Problem requirements: Repeat every line below exactly as it reads.
---------- Data to use
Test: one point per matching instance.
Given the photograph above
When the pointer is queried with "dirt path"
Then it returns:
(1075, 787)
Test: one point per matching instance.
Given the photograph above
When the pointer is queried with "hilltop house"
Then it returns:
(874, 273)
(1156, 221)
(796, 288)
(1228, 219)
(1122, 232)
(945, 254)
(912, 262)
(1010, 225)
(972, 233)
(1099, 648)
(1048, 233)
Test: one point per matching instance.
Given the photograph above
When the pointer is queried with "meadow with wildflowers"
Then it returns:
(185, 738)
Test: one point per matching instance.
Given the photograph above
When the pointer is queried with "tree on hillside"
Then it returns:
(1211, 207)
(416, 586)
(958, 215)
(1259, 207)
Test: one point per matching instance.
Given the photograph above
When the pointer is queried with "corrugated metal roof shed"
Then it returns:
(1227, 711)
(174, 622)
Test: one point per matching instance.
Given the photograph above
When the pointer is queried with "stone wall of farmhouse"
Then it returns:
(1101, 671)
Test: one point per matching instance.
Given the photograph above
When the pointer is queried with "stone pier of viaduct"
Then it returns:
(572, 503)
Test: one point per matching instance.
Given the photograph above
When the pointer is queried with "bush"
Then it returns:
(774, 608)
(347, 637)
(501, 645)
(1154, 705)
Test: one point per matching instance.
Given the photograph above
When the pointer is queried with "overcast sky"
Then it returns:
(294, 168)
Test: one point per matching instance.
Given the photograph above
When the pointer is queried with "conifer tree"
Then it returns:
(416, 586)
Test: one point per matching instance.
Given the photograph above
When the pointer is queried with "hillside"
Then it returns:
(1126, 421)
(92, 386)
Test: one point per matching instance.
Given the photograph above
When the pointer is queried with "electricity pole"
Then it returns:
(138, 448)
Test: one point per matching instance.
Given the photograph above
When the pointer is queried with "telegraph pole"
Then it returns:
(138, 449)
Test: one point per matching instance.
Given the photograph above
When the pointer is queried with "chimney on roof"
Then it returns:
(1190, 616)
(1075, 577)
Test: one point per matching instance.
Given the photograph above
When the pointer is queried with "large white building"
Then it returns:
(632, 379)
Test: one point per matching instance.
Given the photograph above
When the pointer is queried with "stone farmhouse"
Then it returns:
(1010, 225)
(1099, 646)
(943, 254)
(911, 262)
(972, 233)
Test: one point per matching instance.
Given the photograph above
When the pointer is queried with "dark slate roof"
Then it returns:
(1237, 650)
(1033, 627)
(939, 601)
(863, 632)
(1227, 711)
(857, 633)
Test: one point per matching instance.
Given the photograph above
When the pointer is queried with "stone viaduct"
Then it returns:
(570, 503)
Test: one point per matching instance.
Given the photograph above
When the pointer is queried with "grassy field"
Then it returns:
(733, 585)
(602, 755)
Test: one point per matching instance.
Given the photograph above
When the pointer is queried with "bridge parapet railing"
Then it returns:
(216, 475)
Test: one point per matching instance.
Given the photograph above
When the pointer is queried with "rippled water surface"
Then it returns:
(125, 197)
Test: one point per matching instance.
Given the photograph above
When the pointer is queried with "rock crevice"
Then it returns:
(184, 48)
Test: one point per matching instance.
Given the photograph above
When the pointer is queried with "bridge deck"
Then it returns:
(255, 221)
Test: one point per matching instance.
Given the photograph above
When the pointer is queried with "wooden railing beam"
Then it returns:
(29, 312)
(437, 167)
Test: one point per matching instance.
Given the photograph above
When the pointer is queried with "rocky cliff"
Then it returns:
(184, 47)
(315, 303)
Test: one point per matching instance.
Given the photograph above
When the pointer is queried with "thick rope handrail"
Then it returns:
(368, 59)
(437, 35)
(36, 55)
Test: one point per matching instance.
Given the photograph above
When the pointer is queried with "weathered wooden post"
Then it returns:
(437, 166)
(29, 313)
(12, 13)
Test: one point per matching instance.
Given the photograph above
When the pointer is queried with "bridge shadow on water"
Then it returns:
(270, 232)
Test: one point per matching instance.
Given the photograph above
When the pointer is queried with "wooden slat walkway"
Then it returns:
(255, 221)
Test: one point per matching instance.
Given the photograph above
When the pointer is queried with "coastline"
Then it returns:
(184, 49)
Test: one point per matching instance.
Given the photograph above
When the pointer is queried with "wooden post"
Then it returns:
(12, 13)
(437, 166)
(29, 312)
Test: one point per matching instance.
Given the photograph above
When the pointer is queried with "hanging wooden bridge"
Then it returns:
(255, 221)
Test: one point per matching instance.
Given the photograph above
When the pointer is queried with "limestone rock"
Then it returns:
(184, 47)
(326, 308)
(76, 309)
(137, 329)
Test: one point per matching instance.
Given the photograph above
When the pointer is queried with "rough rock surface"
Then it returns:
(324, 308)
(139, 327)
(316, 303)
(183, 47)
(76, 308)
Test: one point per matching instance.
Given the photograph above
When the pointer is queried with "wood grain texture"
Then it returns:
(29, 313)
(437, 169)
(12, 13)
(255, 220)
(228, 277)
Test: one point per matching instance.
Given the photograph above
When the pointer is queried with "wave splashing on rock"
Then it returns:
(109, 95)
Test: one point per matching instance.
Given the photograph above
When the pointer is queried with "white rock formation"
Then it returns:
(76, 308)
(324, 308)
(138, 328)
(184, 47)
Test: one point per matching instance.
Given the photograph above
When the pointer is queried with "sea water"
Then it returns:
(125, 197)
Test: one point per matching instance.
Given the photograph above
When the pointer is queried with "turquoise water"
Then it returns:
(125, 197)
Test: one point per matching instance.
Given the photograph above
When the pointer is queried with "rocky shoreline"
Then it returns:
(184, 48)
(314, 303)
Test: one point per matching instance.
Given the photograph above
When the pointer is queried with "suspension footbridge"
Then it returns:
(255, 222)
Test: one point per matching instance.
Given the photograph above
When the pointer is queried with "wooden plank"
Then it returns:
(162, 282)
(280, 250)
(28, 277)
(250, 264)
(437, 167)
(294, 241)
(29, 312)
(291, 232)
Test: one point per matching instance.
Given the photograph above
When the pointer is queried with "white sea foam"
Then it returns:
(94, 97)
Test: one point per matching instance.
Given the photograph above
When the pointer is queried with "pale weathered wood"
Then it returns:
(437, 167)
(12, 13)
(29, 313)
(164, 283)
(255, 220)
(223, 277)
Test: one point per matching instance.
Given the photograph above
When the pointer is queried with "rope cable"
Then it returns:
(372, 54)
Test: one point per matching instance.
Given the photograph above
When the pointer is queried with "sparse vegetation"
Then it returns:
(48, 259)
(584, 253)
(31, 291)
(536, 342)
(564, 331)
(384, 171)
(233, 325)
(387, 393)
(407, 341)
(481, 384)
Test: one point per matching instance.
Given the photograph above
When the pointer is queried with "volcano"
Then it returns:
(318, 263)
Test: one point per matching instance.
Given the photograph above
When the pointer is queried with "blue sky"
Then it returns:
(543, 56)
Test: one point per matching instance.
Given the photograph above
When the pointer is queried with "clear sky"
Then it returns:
--------------------
Response:
Test: one point per matching instance.
Given the photograph above
When the pointer is queried with "dirt path"
Then it returns:
(1075, 787)
Test: one point per matching instance.
Given the photograph above
When the pointer is queried with "hilltop house"
Then it returns:
(874, 273)
(1156, 221)
(796, 288)
(1228, 219)
(1122, 232)
(945, 254)
(912, 262)
(1010, 225)
(972, 233)
(1099, 648)
(1048, 233)
Test: one point per matching instance.
Given the photograph above
When the pointer is queried with "meadow with wildflowers"
Then it returns:
(185, 738)
Test: one point per matching instance.
Given the photograph above
When the pointer is queried with "tree on hillside"
Then it returns:
(1211, 207)
(416, 586)
(958, 215)
(1259, 207)
Test: one point per matching instance.
Given the photograph above
When the pointer is queried with "corrugated metal roof shed"
Then it returns:
(1227, 711)
(174, 622)
Test: one point per matching instance.
Given the photograph above
When the pointer is queried with "stone wall of farmhouse"
Then it returns:
(1101, 671)
Test: one point per matching instance.
Given the photograph above
When the pointer is queried with "stone pier of viaduct"
Then it returns:
(572, 503)
Test: one point per matching instance.
Given the photograph above
When the pointer is queried with "bush"
Then it returns:
(774, 608)
(347, 637)
(501, 645)
(1154, 705)
Test: one point per matching instance.
Given the photograph above
When the pointer is queried with "overcast sky"
Then it returns:
(294, 168)
Test: one point per matching instance.
Given the photograph above
When the pointer is queried with "conifer tree"
Then it returns:
(416, 586)
Test: one point per matching instance.
Given the photograph above
When the pointer is queried with "hillside"
Then it returns:
(1126, 421)
(92, 386)
Test: one point per matching instance.
Given the photograph above
When the pointer is queried with "electricity pole"
Then it returns:
(138, 448)
Test: one point per matching instance.
Given the photograph above
When the pointer is queried with "telegraph pole"
Then it returns:
(138, 449)
Test: one point per matching instance.
Given the photograph above
When the pointer is queried with "chimney on roof"
Then it returns:
(1190, 616)
(1075, 577)
Test: one point per matching instance.
Given the photograph above
When the pointer is queried with "large white building"
Then it returns:
(632, 379)
Test: one point per matching instance.
Given the photograph above
When the pointer is queried with "stone farmhouse"
Then it returns:
(1010, 225)
(1099, 646)
(943, 254)
(911, 262)
(972, 233)
Test: one point per matching instance.
Given the photograph above
When the pointer is queried with "dark slate roof"
Then it returns:
(1237, 650)
(1033, 627)
(939, 601)
(863, 632)
(1227, 711)
(857, 633)
Test: one point per matching instance.
Given the photograph above
When the pointer is queried with "stone viaduct"
Then it returns:
(570, 503)
Test: one point per matching instance.
Given the photograph above
When the pointer is queried with "grassy field"
Then it returns:
(733, 585)
(602, 755)
Test: one point per matching instance.
Given the photograph above
When the pointer is queried with "bridge parapet railing"
Then it returns:
(216, 475)
Test: one point per matching instance.
Given the photograph above
When the pointer is queried with "rippled water surface"
Then it returns:
(125, 197)
Test: one point per matching instance.
Given the photograph above
When the pointer is queried with "rock crevice"
Then it returns:
(184, 48)
Test: one point per matching instance.
Given the photograph above
When the pointer is queried with "bridge deck"
Then it returns:
(255, 221)
Test: one point per matching instance.
Given the photograph above
When the pointer is queried with "wooden railing beam"
Then it returns:
(29, 312)
(437, 167)
Test: one point per matching instance.
Given the photograph above
When the pointer is queried with "rocky cliff"
Then it returns:
(184, 47)
(315, 303)
Test: one point per matching instance.
Given the photograph above
When the pointer is queried with "thick rope handrail"
Then it returns:
(368, 59)
(437, 35)
(36, 55)
Test: one point per matching instance.
Given the photograph above
When the pointer is queried with "weathered wooden post"
Then it returns:
(437, 166)
(29, 313)
(12, 13)
Test: one point per matching instance.
Given the photograph above
When the pointer is queried with "bridge shadow on water"
Then it returns:
(270, 232)
Test: one point per matching instance.
Given the photograph above
When the pointer is queried with "wooden slat walkway"
Then it returns:
(255, 221)
Test: one point per matching instance.
Given the photograph above
When the pointer is queried with "coastline"
Then it returns:
(184, 49)
Test: one point per matching instance.
Given the photograph above
When the pointer is queried with "wooden post"
Then it returns:
(12, 13)
(437, 166)
(29, 312)
Test: one point per matching instance.
Given the photograph above
When the pointer is queried with "hanging wooden bridge"
Then it returns:
(255, 221)
Test: one point per matching instance.
Given the photograph above
When the pointer is queried with "limestone rock"
Then it returns:
(184, 47)
(326, 308)
(76, 309)
(137, 329)
Test: one point per matching instance.
Given the photograph above
When the pointer is queried with "rough rock surface"
Then it returns:
(324, 308)
(139, 327)
(316, 303)
(183, 47)
(76, 308)
Test: one point per matching instance.
Given the photograph above
When the pointer is queried with "wood grain texture"
Then it returns:
(29, 313)
(437, 169)
(12, 13)
(255, 220)
(228, 277)
Test: one point per matching instance.
Given the photograph above
When the pointer is queried with "wave splashing on rock"
Then it returns:
(109, 95)
Test: one point per matching instance.
Given the photograph above
When the pointer is queried with "white rock formation"
Then it returns:
(76, 308)
(324, 308)
(138, 328)
(184, 47)
Test: one point per matching instance.
Given the photograph above
When the pointer is queried with "sea water"
Then it returns:
(125, 197)
Test: one point per matching instance.
Given the photograph above
When the pointer is queried with "turquoise water"
Then it returns:
(125, 197)
Test: one point per matching instance.
Given the photograph above
When the pointer is queried with "rocky shoreline"
Then it returns:
(184, 48)
(314, 303)
Test: one point per matching instance.
Given the photograph above
When the pointer is queried with "suspension footbridge"
Then it returns:
(255, 222)
Test: one point per matching instance.
Given the photograph above
When the pointer is queried with "wooden plank"
Then it returns:
(162, 282)
(280, 250)
(28, 277)
(250, 264)
(437, 167)
(294, 241)
(29, 312)
(291, 232)
Test: one point per matching instance.
Given the photograph above
When the pointer is queried with "white sea foam"
Then it returns:
(94, 97)
Test: one point per matching instance.
Given the photograph above
When the pointer is queried with "pale weathered wood"
Then it returns:
(437, 167)
(12, 13)
(29, 313)
(164, 283)
(255, 220)
(223, 277)
Test: one point per matching instance.
Given the photograph above
When the pointer is queried with "rope cable"
Then it returns:
(372, 54)
Test: one point per matching instance.
Given the photograph above
When the pointer is queried with "sparse vegetation"
Then it returns:
(48, 259)
(584, 253)
(31, 291)
(536, 342)
(564, 331)
(384, 171)
(233, 325)
(387, 393)
(407, 341)
(481, 384)
Test: one point per matching instance.
Given the photograph above
When the pointer is queried with "volcano"
Then it returns:
(318, 263)
Test: one point per matching instance.
Given the photograph above
When the pointer is queried with "blue sky"
Then it returns:
(543, 56)
Test: one point per matching instance.
Given the photograph above
When the pointer is queried with "clear sky"
Then it returns:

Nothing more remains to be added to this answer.